Telusuri Bahan:
[1] Jawablah pertanyaan berikut berdasarkan bacaan tentang bank syariah:
(a) Selain efek dunia, aspek apa yang juga diperhatikan dalam aktivitas keuangan perbankan?
(b) Bank konvensional mengacu pada peraturan apa?
(c) Siapa yang mengatur prinsip bank syariah melalui fatwa?
[2] Sebutkan semua sumber yang menjadi acuan atau pengatur prinsip bank syariah menurut bacaan tentang bank syariah.
[3] Teruskan bacaan tentang bank syariah mulai dari kalimat terakhirnya.

Bacaan:
Aktivitas keuangan perbankan dilakukan tidak hanya melihat efek dunia saja, tetapi juga
memperhatikan aspek akhirat juga.
2. Prinsip Pelaksanaan
Bank konvensional menggunakan prinsip konvensional dengan acuan peraturan nasional dan
internasional berdasarkan hukum berlaku. Sementara, prinsip bank syariah berdasarkan
hukum Islam mengacu dari Al-quran dan Hadist serta diatur oleh fatwa Ulama. Sehingga
seluruh aktivitas keuangannya menganut prinsip Islami.

Cuplikan Data:
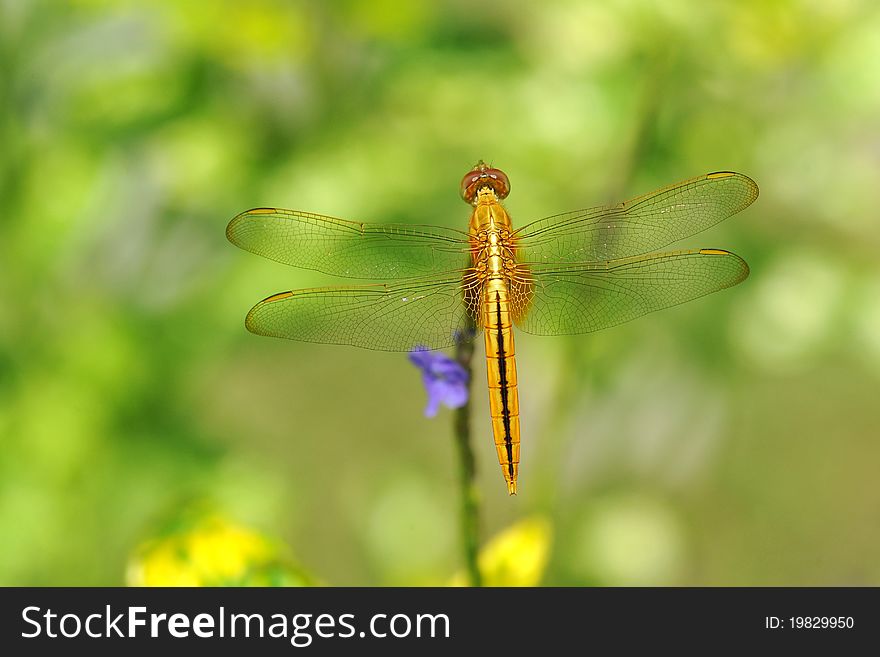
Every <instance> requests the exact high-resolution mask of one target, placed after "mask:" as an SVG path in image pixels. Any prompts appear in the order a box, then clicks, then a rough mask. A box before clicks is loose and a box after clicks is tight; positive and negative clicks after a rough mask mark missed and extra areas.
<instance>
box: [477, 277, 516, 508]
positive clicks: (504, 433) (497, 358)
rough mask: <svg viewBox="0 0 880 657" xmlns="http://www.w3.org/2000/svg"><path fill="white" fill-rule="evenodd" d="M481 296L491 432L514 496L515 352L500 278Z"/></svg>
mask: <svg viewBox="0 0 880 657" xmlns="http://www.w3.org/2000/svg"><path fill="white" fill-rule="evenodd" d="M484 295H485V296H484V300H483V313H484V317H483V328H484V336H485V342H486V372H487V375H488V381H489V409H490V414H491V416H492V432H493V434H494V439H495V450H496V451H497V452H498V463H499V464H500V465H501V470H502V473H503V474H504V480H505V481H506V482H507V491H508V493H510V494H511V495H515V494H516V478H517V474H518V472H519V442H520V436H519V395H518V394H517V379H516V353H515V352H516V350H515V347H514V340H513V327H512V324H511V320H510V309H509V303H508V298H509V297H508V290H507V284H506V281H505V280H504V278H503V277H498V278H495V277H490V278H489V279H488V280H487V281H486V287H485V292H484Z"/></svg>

--

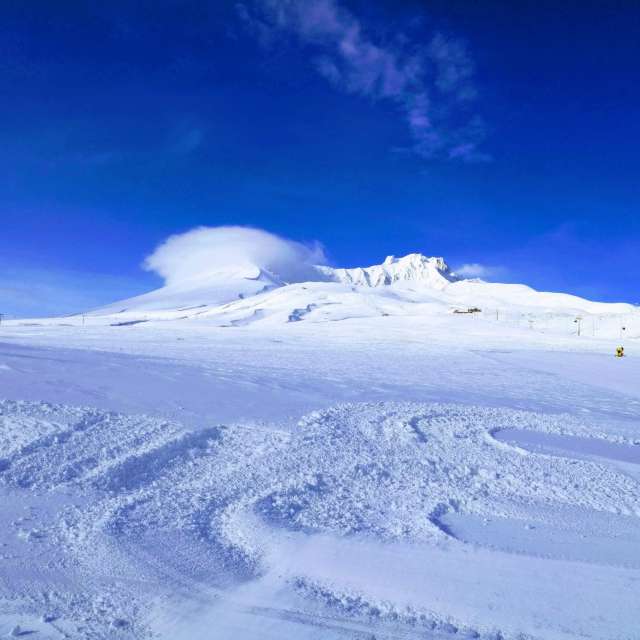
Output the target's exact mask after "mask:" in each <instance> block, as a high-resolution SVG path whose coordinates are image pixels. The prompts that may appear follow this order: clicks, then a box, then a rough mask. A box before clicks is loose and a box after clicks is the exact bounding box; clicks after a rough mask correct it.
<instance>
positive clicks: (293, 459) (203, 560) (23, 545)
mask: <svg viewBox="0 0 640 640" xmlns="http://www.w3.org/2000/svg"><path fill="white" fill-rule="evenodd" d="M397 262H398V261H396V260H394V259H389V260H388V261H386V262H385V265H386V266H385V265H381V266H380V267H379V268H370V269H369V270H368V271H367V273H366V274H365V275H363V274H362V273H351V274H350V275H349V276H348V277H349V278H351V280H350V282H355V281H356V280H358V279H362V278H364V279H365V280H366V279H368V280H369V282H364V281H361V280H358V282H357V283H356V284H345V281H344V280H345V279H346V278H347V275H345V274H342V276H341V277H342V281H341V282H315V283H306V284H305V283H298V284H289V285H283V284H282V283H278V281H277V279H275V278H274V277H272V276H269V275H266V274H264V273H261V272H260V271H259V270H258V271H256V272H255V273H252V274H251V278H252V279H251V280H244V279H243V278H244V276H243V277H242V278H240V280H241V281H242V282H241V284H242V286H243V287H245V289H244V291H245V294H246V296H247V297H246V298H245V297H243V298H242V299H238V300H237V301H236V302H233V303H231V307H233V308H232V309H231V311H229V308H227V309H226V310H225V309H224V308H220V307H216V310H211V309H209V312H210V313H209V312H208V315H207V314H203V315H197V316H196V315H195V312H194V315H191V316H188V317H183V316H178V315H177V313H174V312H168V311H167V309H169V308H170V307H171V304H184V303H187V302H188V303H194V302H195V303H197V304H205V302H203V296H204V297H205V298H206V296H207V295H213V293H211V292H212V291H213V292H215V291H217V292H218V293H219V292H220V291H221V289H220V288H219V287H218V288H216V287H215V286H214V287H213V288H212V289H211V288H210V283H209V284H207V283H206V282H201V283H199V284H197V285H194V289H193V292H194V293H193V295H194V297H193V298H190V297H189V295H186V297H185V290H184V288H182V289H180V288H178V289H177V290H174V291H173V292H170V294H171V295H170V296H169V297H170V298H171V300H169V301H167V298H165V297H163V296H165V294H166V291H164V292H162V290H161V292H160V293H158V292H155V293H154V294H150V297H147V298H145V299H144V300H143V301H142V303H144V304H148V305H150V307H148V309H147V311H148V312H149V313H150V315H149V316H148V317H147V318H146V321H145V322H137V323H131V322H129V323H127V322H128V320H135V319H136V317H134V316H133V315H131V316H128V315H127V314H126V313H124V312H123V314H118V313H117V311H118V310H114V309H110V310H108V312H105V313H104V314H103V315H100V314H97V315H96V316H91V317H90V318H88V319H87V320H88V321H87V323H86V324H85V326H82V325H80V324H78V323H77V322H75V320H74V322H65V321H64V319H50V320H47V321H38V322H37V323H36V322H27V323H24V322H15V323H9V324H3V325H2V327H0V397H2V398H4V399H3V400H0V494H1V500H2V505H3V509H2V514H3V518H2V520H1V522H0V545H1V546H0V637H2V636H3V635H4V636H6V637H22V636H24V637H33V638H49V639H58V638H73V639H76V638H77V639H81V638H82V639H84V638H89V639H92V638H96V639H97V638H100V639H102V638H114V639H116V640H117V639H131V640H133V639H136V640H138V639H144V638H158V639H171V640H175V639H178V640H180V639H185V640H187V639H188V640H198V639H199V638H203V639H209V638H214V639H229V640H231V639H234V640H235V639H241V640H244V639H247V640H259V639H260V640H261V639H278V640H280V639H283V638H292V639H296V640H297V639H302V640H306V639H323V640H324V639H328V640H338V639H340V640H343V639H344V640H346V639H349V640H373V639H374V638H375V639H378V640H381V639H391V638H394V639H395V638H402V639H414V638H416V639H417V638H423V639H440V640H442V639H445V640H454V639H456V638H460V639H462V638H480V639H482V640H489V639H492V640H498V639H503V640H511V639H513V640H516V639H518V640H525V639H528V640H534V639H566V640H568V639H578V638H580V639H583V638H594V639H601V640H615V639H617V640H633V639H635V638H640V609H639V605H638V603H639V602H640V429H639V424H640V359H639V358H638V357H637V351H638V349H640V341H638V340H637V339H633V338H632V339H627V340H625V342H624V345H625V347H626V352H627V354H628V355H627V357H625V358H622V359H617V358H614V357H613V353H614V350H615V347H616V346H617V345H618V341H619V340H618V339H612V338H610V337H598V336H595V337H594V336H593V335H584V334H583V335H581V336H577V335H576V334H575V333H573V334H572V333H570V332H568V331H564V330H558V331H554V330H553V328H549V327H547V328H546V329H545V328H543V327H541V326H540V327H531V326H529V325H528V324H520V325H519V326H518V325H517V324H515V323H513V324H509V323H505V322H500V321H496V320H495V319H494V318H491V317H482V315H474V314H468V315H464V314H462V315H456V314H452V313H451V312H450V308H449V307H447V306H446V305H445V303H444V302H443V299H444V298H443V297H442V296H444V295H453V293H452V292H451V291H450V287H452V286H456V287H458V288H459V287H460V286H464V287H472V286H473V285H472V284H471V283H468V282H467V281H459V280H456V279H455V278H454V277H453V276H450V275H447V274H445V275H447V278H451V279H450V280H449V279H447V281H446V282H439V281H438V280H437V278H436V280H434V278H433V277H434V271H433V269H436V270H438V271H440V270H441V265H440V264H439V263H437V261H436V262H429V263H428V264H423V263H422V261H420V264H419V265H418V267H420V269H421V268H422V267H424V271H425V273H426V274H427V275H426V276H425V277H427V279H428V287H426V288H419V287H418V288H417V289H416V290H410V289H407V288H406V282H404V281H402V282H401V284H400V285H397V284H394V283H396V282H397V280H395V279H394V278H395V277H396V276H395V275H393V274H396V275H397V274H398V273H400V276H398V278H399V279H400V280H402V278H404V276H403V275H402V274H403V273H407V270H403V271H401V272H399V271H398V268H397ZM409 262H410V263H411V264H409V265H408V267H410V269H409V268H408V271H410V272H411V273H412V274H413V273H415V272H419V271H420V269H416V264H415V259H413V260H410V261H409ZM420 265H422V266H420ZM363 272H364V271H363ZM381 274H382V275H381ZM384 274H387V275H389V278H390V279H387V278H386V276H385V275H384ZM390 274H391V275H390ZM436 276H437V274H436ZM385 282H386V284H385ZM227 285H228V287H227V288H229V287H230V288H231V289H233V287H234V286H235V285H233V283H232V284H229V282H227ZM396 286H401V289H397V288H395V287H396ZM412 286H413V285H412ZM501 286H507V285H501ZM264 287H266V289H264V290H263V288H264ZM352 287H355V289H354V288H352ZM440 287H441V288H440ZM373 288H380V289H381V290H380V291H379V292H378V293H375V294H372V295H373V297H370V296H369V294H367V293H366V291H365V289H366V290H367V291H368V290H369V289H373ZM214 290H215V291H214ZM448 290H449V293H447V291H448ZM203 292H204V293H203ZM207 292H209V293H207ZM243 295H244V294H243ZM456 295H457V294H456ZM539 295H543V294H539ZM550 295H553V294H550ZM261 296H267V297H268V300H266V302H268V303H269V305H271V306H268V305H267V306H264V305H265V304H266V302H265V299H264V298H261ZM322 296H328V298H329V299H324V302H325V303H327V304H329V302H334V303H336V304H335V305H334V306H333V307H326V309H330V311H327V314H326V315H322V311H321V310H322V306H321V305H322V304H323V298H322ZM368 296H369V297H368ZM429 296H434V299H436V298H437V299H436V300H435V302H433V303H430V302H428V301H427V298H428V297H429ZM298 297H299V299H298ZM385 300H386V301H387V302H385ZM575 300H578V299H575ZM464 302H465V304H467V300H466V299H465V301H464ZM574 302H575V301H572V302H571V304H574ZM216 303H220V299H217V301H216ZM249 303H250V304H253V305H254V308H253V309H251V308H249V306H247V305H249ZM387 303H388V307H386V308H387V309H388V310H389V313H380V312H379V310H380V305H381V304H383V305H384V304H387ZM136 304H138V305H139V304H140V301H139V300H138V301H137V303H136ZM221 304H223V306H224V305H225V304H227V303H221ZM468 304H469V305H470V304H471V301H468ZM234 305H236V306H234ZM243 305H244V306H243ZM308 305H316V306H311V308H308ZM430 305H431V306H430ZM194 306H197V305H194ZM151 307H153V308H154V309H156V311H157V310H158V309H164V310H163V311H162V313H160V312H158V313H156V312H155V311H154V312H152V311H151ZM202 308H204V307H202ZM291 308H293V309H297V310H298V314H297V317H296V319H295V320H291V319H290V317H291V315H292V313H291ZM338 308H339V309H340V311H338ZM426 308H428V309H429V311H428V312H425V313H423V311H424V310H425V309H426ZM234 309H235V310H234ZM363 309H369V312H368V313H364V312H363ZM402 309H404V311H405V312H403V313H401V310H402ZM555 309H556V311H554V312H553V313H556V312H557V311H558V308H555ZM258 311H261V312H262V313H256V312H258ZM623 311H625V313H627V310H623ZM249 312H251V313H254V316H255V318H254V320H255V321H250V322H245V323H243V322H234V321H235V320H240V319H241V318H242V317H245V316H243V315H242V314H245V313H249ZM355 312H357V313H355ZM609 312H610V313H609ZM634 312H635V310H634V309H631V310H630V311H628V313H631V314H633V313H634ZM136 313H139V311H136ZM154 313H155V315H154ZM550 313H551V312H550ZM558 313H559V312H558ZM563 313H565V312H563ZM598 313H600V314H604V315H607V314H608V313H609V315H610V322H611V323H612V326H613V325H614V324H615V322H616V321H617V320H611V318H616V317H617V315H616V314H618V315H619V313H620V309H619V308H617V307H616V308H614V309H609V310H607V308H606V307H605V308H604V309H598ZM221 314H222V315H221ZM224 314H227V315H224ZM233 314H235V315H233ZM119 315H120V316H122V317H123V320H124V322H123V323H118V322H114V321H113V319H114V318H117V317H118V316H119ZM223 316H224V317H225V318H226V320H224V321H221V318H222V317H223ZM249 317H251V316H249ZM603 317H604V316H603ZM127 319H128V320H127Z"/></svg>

Jawaban per Nomor:
[1]
(a) Aspek akhirat.
(b) Peraturan nasional dan internasional berdasarkan hukum yang berlaku.
(c) Ulama.

[2] Al-quran, Hadist, dan fatwa Ulama.

[3]
3. Sistem Operasional
Pada bank konvensional, sistem operasionalnya memberlakukan penerapan suku bunga dan
perjanjian secara umum berdasarkan aturan nasional. Akad antara bank dan nasabah bank
banyak dilakukan berdasarkan kesepakatan jumlah suku bunga. Sementara itu, bank syariah
tidak menerapkan bunga dalam transaksinya. Menurut syariat Islam, bunga masuk dalam
kategori riba. Sehingga sistem operasional bank syariah menggunakan akad bagi hasil atau
nisbah. Kesepakatan antara nasabah dan pihak bank berdasarkan pembagian keuntungan dan
melibatkan kegiatan jual beli.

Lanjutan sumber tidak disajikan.